_WORK TO BE COMPLETED_
Produce an exact copy of the lines from the line containing "Each instance receives exactly one keypoint. Tag the spiky" through the last line of the entries below, and only those lines.

Referring expression pointing data
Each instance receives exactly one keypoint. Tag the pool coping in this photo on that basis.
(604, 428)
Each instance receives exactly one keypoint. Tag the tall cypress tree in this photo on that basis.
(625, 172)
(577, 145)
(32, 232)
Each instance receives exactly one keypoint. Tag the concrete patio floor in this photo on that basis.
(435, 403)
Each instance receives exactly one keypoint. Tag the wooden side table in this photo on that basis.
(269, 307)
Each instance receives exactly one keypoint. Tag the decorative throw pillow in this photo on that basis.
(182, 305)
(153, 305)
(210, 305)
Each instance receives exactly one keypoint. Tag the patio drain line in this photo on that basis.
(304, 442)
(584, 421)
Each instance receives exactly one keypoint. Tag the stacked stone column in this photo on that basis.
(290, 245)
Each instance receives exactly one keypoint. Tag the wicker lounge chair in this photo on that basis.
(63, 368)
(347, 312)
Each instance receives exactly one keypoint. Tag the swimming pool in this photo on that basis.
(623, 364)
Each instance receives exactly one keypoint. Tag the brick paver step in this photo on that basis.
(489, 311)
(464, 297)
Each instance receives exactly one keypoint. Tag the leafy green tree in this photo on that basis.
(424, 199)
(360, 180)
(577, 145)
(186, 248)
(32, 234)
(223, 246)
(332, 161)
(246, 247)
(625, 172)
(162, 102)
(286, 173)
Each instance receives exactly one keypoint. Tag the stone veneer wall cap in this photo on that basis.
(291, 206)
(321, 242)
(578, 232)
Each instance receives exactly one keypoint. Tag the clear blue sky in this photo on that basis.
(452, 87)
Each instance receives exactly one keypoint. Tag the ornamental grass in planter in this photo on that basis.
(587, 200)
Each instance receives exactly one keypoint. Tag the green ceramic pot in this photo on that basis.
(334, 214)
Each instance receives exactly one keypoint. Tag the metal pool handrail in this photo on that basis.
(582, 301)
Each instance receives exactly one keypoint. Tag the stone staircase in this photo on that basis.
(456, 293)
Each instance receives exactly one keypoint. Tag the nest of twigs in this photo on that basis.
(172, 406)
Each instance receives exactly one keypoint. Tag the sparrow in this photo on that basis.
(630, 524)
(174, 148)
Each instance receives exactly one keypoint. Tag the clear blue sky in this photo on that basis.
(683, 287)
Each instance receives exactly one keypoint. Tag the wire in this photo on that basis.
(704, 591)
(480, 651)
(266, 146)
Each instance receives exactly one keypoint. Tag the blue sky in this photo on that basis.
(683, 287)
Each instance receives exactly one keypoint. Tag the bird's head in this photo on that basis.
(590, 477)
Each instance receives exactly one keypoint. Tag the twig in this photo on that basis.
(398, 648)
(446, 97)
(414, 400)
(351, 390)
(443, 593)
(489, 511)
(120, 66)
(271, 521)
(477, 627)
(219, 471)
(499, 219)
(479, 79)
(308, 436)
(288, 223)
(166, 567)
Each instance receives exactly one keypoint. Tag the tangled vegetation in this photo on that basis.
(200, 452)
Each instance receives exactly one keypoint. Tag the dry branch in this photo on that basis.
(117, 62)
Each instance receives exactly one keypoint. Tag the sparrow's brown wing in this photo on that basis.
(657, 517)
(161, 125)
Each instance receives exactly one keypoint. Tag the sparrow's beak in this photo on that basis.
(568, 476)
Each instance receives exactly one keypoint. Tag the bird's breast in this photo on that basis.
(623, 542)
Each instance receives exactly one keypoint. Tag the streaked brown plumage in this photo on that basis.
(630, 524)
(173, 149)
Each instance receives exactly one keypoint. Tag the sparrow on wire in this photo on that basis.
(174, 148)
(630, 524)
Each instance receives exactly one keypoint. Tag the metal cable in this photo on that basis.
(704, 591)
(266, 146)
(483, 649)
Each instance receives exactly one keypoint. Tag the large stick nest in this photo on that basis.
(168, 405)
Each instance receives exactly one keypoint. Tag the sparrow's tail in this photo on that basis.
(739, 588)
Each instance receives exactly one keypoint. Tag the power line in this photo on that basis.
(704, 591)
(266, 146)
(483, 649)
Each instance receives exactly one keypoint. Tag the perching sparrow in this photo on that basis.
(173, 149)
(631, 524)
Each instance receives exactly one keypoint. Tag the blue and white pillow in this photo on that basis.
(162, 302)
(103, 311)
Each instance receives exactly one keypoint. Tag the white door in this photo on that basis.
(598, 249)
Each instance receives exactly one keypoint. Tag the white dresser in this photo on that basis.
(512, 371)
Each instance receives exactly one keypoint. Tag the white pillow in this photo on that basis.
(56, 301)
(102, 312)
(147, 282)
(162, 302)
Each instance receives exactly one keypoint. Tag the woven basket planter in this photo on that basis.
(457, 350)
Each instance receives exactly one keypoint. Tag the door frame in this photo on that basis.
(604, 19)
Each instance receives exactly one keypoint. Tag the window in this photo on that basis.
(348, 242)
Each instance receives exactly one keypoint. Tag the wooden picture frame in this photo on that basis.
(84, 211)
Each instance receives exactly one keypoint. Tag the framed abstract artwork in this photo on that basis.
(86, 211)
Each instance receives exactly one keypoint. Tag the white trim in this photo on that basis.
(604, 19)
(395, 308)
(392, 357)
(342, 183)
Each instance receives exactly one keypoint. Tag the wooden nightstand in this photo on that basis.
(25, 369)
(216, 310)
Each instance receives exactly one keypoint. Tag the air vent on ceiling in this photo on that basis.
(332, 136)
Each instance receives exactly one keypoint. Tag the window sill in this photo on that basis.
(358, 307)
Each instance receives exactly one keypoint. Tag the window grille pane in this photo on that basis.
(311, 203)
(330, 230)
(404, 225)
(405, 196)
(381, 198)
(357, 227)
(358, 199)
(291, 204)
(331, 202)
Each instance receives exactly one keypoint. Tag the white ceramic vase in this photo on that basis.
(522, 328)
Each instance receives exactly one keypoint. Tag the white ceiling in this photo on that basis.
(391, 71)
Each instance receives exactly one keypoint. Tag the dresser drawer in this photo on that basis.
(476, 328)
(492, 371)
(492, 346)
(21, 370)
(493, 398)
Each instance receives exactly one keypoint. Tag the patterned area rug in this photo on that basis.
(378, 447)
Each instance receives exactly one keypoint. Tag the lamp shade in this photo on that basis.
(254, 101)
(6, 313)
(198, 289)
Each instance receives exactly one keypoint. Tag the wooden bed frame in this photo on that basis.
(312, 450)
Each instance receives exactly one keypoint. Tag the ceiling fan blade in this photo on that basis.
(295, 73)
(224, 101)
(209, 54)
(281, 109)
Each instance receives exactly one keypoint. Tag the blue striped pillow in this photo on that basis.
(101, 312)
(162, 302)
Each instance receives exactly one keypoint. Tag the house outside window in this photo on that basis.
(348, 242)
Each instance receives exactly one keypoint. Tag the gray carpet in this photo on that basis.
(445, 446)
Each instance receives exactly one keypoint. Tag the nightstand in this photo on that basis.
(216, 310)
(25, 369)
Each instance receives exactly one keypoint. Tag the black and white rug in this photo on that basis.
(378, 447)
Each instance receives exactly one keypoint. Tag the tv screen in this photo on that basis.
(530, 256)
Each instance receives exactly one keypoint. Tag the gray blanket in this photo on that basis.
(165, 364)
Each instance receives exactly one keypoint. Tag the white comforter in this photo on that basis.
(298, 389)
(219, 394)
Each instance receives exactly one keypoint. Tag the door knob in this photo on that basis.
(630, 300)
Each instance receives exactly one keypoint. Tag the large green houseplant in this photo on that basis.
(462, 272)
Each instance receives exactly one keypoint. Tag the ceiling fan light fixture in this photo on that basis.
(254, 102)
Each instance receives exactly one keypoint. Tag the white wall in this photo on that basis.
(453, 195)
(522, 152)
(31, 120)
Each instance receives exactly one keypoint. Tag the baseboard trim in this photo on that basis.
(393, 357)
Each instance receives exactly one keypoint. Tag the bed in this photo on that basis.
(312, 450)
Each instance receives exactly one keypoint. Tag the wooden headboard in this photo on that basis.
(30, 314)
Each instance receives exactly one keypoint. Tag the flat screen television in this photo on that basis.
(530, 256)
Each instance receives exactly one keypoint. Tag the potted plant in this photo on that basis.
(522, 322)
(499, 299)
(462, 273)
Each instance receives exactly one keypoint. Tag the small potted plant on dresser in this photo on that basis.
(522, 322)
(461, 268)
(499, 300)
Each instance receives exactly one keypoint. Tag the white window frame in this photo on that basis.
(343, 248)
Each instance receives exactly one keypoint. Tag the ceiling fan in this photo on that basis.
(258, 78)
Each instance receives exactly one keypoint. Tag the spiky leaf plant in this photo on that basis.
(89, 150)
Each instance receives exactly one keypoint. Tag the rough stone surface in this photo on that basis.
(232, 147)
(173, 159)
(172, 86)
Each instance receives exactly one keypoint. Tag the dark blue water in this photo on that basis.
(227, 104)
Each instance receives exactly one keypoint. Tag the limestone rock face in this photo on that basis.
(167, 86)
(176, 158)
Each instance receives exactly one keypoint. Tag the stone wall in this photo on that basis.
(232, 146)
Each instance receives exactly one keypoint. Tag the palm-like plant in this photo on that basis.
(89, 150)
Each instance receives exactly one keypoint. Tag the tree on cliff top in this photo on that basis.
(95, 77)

_RESULT OF THE EXERCISE_
Each instance receives exactly one keypoint. Tag the spiky leaf plant in this photo on that basis.
(89, 150)
Each instance receives exactly one keypoint. Tag the rough stone surface in this photo on that basis.
(232, 147)
(173, 159)
(172, 86)
Each instance receives exactly one keypoint. Tag the dark blue water in this photo on that basis.
(227, 104)
Each instance receives exactly one keypoint. Tag the limestone rock face in this photo on that basis.
(167, 86)
(176, 158)
Each instance receives exactly one keypoint. Tag the stone wall in this photo on that basis.
(232, 146)
Each instance receives exactly one keypoint. Tag the palm-like plant in this photo on that basis.
(89, 150)
Each instance receives exactly one keypoint. Tag the tree on cliff top in this photo on that basis.
(95, 77)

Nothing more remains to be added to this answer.